The government has no plans to change the law on the matter, according to a spokeswoman in the health minister’s office, who said the decision to shield medical facilities under freedom-of-information laws was made after clinicians expressed “concerns about the potential consequences of participating in medical assistance in dying.”
Beamish said, however, that no other jurisdictions with legal assisted death have experienced violence or threats because of it, and the government has offered no proof that would occur in Ontario.
Nor should the government withhold information in order to “stifle legitimate and peaceful protest,” he wrote.
“The right to protest and express criticism of government decisions is an integral component of any democracy and is protected by … the Canadian Charter of Rights and Freedoms, which guarantees everyone freedom of expression, peaceful assembly and association.”
Beamish’s criticism comes as the provincial government has promised to set up safe access zones around abortion clinics, where protesting is banned, to protect the people who provide abortions and those who seek them.

> _Problem 1_: Reproduce word for word the part of the excerpt on assisted dying and freedom-of-information law starting at "Beamish said, however, that" and ending at "occur in Ontario.".
> _Problem 2_: Write the next part of the excerpt on assisted dying and freedom-of-information law, picking up after its final sentence.

Dataset records
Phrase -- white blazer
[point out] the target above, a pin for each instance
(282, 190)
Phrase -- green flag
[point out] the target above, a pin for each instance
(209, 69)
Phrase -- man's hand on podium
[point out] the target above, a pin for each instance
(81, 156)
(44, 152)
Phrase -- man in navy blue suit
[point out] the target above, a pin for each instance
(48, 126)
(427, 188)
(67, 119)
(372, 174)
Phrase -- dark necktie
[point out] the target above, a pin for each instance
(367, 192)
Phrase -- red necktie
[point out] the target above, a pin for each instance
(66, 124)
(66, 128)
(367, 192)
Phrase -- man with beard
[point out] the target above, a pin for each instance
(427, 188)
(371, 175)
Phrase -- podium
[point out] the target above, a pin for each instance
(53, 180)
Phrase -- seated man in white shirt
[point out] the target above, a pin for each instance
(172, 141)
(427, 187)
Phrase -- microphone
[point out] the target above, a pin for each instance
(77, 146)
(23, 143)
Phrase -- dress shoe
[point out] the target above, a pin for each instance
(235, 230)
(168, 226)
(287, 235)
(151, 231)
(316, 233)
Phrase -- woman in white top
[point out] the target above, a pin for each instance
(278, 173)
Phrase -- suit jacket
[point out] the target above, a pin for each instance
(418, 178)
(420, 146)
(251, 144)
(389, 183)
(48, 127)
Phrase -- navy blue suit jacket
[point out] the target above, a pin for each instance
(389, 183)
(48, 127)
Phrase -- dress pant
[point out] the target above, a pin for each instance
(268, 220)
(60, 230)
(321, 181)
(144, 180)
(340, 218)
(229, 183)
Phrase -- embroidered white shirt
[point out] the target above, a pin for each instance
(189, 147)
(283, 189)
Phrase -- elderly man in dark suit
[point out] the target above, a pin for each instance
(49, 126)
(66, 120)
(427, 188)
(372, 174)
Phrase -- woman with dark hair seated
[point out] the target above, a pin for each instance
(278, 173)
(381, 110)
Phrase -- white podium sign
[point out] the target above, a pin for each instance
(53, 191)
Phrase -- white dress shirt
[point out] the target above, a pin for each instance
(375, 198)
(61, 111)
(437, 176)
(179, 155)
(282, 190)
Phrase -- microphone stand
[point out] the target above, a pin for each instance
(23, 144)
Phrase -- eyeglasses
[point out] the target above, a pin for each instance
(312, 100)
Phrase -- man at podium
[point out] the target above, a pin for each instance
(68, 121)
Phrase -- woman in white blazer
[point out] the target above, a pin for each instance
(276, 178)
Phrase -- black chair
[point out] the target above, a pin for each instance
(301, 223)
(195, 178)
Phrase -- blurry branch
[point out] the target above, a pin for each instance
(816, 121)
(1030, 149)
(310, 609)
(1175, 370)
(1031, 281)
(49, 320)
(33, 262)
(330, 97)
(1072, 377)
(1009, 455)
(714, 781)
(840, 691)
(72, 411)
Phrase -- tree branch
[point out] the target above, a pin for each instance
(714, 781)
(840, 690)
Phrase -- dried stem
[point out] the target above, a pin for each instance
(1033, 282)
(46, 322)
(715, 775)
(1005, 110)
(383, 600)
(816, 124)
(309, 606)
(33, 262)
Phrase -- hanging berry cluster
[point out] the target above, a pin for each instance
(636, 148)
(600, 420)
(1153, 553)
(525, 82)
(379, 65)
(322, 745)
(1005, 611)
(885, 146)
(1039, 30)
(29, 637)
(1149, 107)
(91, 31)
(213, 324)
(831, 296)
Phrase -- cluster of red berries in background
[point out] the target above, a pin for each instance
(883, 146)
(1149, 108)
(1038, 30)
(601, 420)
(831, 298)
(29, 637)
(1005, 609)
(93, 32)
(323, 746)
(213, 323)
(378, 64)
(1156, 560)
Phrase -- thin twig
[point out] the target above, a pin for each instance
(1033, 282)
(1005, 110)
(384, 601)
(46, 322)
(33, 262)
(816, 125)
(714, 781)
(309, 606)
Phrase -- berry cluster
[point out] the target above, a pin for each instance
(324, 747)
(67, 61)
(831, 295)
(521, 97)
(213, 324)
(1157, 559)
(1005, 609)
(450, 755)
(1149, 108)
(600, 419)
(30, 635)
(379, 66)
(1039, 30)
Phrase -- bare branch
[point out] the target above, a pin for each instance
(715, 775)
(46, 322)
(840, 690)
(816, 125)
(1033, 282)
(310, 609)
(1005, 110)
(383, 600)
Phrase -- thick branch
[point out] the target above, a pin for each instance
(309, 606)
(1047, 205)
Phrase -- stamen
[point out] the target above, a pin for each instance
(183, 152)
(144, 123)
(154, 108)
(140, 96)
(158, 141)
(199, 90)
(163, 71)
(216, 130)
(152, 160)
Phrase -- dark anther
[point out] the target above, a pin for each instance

> _Written reply 1_:
Beamish said, however, that no other jurisdictions with legal assisted death have experienced violence or threats because of it, and the government has offered no proof that would occur in Ontario.

> _Written reply 2_:
Beamish noted the freedom-of-information law also provides a shield for information about abortions, which the government has relied on to decline to release information that would present no safety risk, such as general statistics on abortions in Ontario.
In a decision earlier this year, a court ordered the government to rewrite the abortion provision in the freedom-of-information law, after an anti-abortion group argued it was too broad.
A spokesman for the Ministry of the Attorney General declined to say how the government will respond as it still has time to appeal. Meanwhile, the law preventing protests around abortion clinics will be introduced in the fall, Andrew Rudyk said.